Content starts

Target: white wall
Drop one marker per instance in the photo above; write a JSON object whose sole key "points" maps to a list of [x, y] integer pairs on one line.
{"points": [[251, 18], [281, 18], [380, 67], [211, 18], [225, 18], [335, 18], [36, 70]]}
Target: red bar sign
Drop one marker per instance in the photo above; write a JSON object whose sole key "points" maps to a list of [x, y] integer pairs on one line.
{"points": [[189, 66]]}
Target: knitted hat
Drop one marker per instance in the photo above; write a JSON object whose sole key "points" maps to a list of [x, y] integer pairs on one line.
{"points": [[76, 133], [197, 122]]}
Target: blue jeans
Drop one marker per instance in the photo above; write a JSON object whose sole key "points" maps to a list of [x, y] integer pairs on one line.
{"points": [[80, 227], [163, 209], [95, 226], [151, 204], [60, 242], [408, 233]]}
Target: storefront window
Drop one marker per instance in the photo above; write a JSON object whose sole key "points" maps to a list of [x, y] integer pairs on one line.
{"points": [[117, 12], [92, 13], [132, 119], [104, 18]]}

Content ends

### Instructions for the task
Using the records above, please retype only the run of lines from the line holding "Target: storefront window" through the last line, both ends included.

### Exercise result
Target: storefront window
Drop one marker per instance in the photo above; write a JSON object whose sole key "points" maps to a list of [x, y] integer pairs on one line.
{"points": [[117, 12], [92, 13], [132, 119], [104, 18]]}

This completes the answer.